**Court problème**
Pouvez-vous reproduire ces lignes à l'identique, sans rien y changer ?

**Lignes fournies**
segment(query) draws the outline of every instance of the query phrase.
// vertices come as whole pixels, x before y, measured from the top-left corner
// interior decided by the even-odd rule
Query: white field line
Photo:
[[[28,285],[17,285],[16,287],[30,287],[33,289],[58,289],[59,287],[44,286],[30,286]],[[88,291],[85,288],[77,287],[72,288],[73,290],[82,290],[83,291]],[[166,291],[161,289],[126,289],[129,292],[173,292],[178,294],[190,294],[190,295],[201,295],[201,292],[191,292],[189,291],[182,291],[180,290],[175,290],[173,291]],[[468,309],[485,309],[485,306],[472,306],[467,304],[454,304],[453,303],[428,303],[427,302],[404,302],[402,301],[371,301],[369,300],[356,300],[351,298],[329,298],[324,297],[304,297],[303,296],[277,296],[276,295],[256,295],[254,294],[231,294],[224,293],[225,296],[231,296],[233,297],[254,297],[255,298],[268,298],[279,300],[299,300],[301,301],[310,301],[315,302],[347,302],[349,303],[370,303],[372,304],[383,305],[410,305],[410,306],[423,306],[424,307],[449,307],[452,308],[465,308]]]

**Résultat attendu**
segment(query) draws the outline of every instance of the query phrase.
// vertices come as whole pixels, x before y, measured from the top-left corner
// interior decided by the even-odd rule
Query: white field line
Photo:
[[[28,285],[17,285],[16,287],[30,287],[33,289],[58,289],[59,287],[44,286],[30,286]],[[88,291],[85,288],[77,287],[72,288],[73,290],[82,290],[83,291]],[[166,291],[161,289],[126,289],[129,292],[173,292],[178,294],[190,294],[190,295],[201,295],[201,292],[191,292],[189,291],[182,291],[180,290],[175,290],[173,291]],[[468,309],[485,309],[485,306],[472,306],[467,304],[454,304],[453,303],[428,303],[427,302],[404,302],[402,301],[371,301],[369,300],[356,300],[351,298],[329,298],[324,297],[304,297],[303,296],[277,296],[276,295],[256,295],[254,294],[231,294],[224,293],[225,296],[231,296],[233,297],[254,297],[255,298],[268,298],[279,300],[299,300],[301,301],[310,301],[315,302],[347,302],[349,303],[370,303],[372,304],[383,305],[410,305],[410,306],[423,306],[424,307],[449,307],[452,308],[465,308]]]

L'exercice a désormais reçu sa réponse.